THE EXERCISE. Edit the whole listing below, replacing "if you wouldn't mind" with "if you could" and leaving every other line unchanged. Leave the pictures out of your version.

TASK DATA.
------------------------------------------------------------------------

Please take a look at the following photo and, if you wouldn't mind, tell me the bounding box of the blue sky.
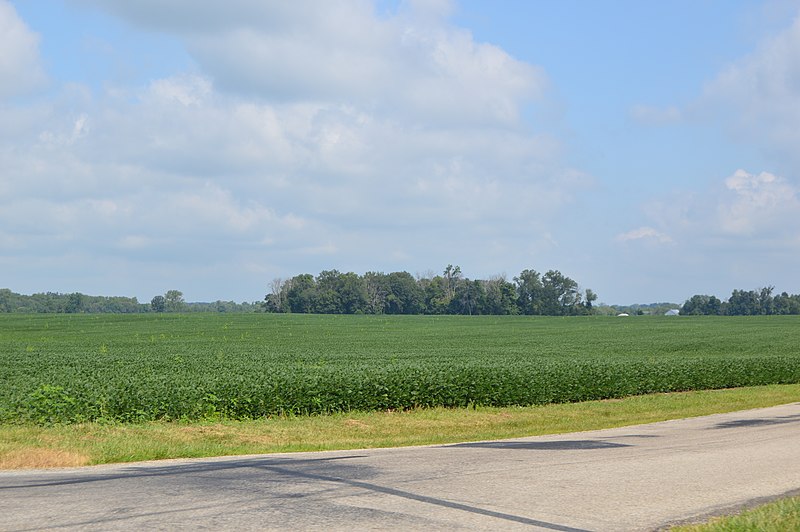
[0,0,800,304]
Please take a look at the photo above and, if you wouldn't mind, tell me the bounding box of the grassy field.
[0,384,800,469]
[670,496,800,532]
[0,314,800,424]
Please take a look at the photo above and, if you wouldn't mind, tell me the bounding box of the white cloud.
[0,0,46,98]
[630,104,683,126]
[0,0,592,299]
[717,170,800,236]
[616,226,674,244]
[75,0,547,124]
[697,16,800,168]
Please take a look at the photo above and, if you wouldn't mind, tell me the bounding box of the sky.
[0,0,800,304]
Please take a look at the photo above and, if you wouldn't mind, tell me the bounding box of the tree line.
[681,286,800,316]
[0,288,262,314]
[264,265,597,316]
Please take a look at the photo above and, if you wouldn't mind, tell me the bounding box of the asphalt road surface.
[0,403,800,532]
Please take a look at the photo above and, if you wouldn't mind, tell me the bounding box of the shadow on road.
[447,440,631,451]
[0,450,588,532]
[710,414,800,429]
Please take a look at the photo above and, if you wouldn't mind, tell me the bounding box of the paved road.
[0,403,800,531]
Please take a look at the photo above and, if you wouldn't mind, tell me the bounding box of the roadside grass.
[0,384,800,469]
[670,496,800,532]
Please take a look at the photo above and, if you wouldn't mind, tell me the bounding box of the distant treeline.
[0,288,262,314]
[681,286,800,316]
[264,265,597,316]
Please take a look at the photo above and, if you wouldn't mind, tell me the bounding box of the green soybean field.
[0,314,800,424]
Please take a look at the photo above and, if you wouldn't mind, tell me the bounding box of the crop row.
[6,356,800,424]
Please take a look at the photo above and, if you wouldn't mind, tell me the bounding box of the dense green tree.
[286,273,317,313]
[164,290,186,312]
[514,270,544,314]
[384,272,425,314]
[150,296,167,312]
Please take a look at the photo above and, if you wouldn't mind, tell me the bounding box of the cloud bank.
[0,0,591,300]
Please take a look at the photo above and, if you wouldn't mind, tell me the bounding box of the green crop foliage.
[0,314,800,424]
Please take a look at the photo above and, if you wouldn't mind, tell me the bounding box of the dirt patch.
[177,426,231,441]
[0,447,89,469]
[344,419,372,430]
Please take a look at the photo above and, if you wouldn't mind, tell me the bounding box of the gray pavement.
[0,403,800,531]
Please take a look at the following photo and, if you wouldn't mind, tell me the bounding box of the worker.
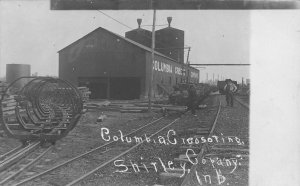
[188,85,197,116]
[224,79,237,107]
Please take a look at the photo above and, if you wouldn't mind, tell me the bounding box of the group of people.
[187,79,237,116]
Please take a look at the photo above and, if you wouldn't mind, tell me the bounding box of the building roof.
[58,27,176,61]
[58,27,197,70]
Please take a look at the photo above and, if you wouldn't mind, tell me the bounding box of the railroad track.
[9,114,183,186]
[0,142,52,185]
[181,98,249,186]
[4,95,212,186]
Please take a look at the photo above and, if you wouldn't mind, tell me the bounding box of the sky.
[0,1,250,81]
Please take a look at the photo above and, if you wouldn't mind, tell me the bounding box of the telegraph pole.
[148,8,156,112]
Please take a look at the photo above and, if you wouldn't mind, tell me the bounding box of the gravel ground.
[0,110,161,186]
[77,96,217,186]
[0,96,248,186]
[183,96,249,186]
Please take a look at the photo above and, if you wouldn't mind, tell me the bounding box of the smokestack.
[136,19,142,28]
[167,17,172,27]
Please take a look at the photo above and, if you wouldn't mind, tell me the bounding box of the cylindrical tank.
[6,64,30,88]
[155,17,184,63]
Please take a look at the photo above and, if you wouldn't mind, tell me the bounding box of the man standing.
[224,79,237,107]
[188,85,197,116]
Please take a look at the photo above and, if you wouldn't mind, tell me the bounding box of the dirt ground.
[183,97,249,186]
[0,96,248,186]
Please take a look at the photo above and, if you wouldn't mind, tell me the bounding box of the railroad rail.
[0,77,83,143]
[0,142,53,185]
[181,95,249,186]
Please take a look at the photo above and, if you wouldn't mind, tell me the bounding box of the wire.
[97,10,189,58]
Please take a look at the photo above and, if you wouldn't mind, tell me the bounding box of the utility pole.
[148,8,156,112]
[186,47,191,64]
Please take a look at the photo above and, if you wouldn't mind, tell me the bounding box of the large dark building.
[58,20,199,99]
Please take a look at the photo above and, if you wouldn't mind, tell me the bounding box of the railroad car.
[217,80,239,95]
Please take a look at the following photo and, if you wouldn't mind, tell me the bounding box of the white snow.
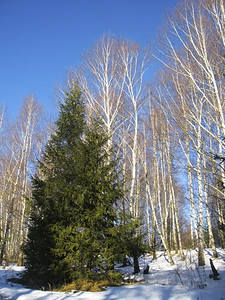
[0,249,225,300]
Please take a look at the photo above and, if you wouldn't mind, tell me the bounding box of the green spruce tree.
[24,85,123,285]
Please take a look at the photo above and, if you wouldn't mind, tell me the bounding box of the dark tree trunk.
[209,258,219,279]
[133,255,140,274]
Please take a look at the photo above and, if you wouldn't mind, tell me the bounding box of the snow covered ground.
[0,249,225,300]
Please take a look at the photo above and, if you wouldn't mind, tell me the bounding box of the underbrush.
[57,272,123,292]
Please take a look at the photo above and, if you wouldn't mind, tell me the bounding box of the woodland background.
[0,0,225,265]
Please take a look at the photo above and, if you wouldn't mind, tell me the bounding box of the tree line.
[0,0,225,278]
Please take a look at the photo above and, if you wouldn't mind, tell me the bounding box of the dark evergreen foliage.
[24,85,141,285]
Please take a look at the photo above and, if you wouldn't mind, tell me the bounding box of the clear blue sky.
[0,0,178,117]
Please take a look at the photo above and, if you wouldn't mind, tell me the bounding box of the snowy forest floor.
[0,249,225,300]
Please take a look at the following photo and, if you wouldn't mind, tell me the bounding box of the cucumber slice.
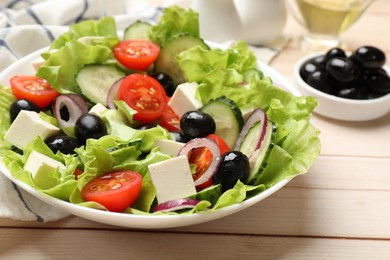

------------------------------------------------------------------------

EXERCISE RESULT.
Please take a look at the following photo and, if you could, tell me the bounding box of the blue sky.
[0,0,800,304]
Please take a look at the photo above and, if you could, tell me the bounding box of the grassy field.
[0,384,800,469]
[670,496,800,532]
[0,314,800,424]
Please take a look at the photo above and, if you could, tell me the bounding box of the white cloud.
[0,0,46,98]
[630,104,683,126]
[0,0,592,299]
[717,170,800,236]
[616,226,674,244]
[75,0,547,124]
[697,16,800,168]
Please take a look at the photo above and, if you could, tell me the bounding box of the sky.
[0,0,800,304]
Please take a look at the photo above and, if you could, tell me the bounding box of the tree line.
[681,286,800,316]
[0,288,262,314]
[264,265,597,316]
Please take a look at the photo above and, if you could, tell me the bounding box of the asphalt road surface.
[0,403,800,532]
Please take a look at the photo above and, if you could, tell me the bounding box of the shadow on road.
[447,440,631,451]
[0,450,588,532]
[710,414,800,429]
Please take a look at the photo above and, if you could, tell me the bounding box of the paved road.
[0,403,800,531]
Please take a look at the photo above and, if you could, tell me the bounding box of the roadside grass.
[0,384,800,469]
[670,496,800,532]
Please take a look at the photo above and, if you could, tell me the bounding box of the distant treeline.
[0,288,262,314]
[681,286,800,316]
[264,265,597,316]
Please take a look at the photo above and, if you could, tell me the bounding box of the green soybean field.
[0,314,800,424]
Please take a look at the photo above and, if you could, tell me the bounding box of the crop row.
[6,356,800,424]
Please take a look at the photo above and, if you could, tell me the bounding box of the dense green tree.
[286,273,317,313]
[164,290,186,312]
[514,270,544,314]
[384,272,425,314]
[150,296,167,312]
Please take a look at the photo above and, if you could, tell me the bounding box of the cloud bank.
[0,0,591,300]
Please take a look at the photo above and, if you could, tell me the bounding box of the green crop foliage.
[0,314,800,424]
Please take a look at the photo above and, if you could, tell me the bounding box of the dirt patch.
[177,426,231,441]
[0,447,89,469]
[344,419,372,430]
Please take a look at the photo above and, if you could, tell me the bounding box of the gray pavement.
[0,403,800,531]
Please take a look at the following photo and, if you could, tell me the bounding box of the worker.
[188,85,197,116]
[224,79,237,107]
Please take a look at the photo above and, if you could, tell me the bounding box of the group of people.
[187,79,237,116]
Please take a look at the photo above and, if you could, tell me the bounding box of the building roof.
[58,27,176,61]
[58,27,197,70]
Please take a look at the photo above and, if you could, tell me the bounding box of the railroad track.
[9,114,183,186]
[0,142,52,185]
[181,98,249,186]
[4,95,212,186]
Please take a look at the photo above and, if you could, tell me the bounding box of the sky.
[0,1,250,81]
Please take a look at the photo above and, if you could, tell me the bounding box of the telegraph pole.
[148,8,156,112]
Please take a look at the photo above and, if you could, tell me the bounding box of the gravel ground.
[0,110,161,186]
[77,96,217,186]
[0,96,248,186]
[183,96,249,186]
Please take a look at the photo above and, if you could, tell me the bounding box of the smokestack.
[136,19,142,28]
[167,17,172,27]
Please take a look at the photo above and, if you could, tell me the bounding box of the cylindrical tank.
[6,64,30,88]
[155,17,184,63]
Please take a look at the photo above and, if you could, tell me the bounding box of the man standing.
[224,79,237,107]
[188,85,197,116]
Please take a look at the photo above and, if you could, tell me the bounding box of the dirt ground.
[183,97,249,186]
[0,96,248,186]
Please take a look at the photo above and, if you could, tell me the bounding box of the railroad rail.
[0,77,83,143]
[0,142,53,185]
[181,95,249,186]
Please take a look at the photo above and, if you could, tell me the bounding box of the wire.
[97,10,189,58]
Please take a look at the photo above and, if you could, tell me the bounding box of the utility pole.
[148,8,156,112]
[186,47,191,64]
Please take a look at the photo above and, if you could, tell me the bounding box of the large dark building.
[58,20,199,99]
Please take a look at the photo above and, if you could, tell me the bounding box of the railroad car.
[217,80,239,95]
Please take a look at the following photo and, if you could, tell me the bounding box of the white snow.
[0,249,225,300]
Please take a look at the photo above and, if you could, tell me the bounding box of the green spruce tree.
[24,85,123,285]
Please take a look at the photo above and, if you could, tell me the bounding box of the dark tree trunk.
[209,258,219,279]
[133,255,140,274]
Please take a look at the photo above and, if you could, tell me the bounding box of the snow covered ground.
[0,249,225,300]
Please take a look at the photo above and, if you could, tell me the bounding box of the underbrush.
[57,272,123,292]
Please take a look at the photo above and, if you could, tell me the bounding box of the woodland background.
[0,0,225,265]
Please take a look at the photo above and, if you could, tell me the bounding box of the tree line.
[0,0,225,278]
Please take a look at the photo above and, if you could, tell me the bounding box of the dark evergreen foliage.
[24,85,141,285]
Please take a look at the photo above and, if you could, tell me the bounding box of the clear blue sky.
[0,0,178,117]
Please take a look at the photo above and, if you could, tell me the bounding box of the snowy forest floor.
[0,249,225,300]
Please take a look at the following photo and, if you could, tell me the bounding box of the cucumber slice.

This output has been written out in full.